● **Texto fornecido**

Novo CPC

Comentários ao Novo CPC – Art.66


Neste
23º Comentário, faremos uma análise do art. 66 do PL 8046/10, que trata do
instituto do conflito de competência.

Interessante
observar que esta é apenas uma previsão genérica quanto ao cabimento deste
incidente. Sua regulamentação específica vem no Livro IV, Título I, Capítulo
IV, que corresponde aos artigos 904 a 912 do Projeto.

Ademais,
os Regimento Internos dos Tribunais podem dispor sobre a matéria, valendo
observar a interessante disposição que consta do art. 912, no sentido de que
serão regulados, também, o processo e julgamento do conflito de atribuições
entre autoridade judiciária e autoridade administrativa, embora não haja no
texto maiores esclarecimentos sobre esta ocorrência.

Neste
momento, não abordaremos as peculiaridades do incidente do conflito de
competência, mas apenas faremos algumas observações sobre a regra geral do art.

● **Itens armazenados**
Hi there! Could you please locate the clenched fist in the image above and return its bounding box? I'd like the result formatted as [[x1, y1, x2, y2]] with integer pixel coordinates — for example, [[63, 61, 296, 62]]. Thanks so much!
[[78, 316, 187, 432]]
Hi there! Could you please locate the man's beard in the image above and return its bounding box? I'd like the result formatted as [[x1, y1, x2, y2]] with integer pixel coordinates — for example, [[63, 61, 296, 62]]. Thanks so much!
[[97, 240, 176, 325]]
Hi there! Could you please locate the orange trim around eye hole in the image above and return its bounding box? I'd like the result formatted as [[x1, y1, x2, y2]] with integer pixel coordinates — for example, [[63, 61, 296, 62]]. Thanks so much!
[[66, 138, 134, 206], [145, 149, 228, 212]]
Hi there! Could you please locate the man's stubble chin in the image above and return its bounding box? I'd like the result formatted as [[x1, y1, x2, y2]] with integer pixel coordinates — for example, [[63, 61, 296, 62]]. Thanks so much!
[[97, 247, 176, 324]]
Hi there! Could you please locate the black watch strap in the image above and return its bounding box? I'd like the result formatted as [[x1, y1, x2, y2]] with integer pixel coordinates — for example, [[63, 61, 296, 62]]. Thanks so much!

● **Instruções do exercício**
1. Atualize o trecho do comentário ao art. 66 que vai de "Comentários ao Novo" a "912 do Projeto.", trocando "conflito de competência" por "conflito de jurisdição".
2. Segundo o comentário ao art. 66, a que artigos do Projeto corresponde a regulamentação específica do incidente?
3. Reescreva de forma mais breve o parágrafo do comentário ao art. 66 que começa com "Ademais", mantendo os fatos principais.
Os itens não são necessários para resolver este exercício.

● **Gabarito**
1.
Comentários ao Novo CPC – Art.66


Neste
23º Comentário, faremos uma análise do art. 66 do PL 8046/10, que trata do
instituto do conflito de jurisdição.

Interessante
observar que esta é apenas uma previsão genérica quanto ao cabimento deste
incidente. Sua regulamentação específica vem no Livro IV, Título I, Capítulo
IV, que corresponde aos artigos 904 a 912 do Projeto.

2. Aos artigos 904 a 912 do Projeto.

3. Os Regimentos Internos dos Tribunais podem dispor sobre a matéria. O art. 912 prevê que também serão regulados o processo e o julgamento do conflito de atribuições entre autoridade judiciária e autoridade administrativa, mas o texto não traz maiores esclarecimentos sobre essa hipótese.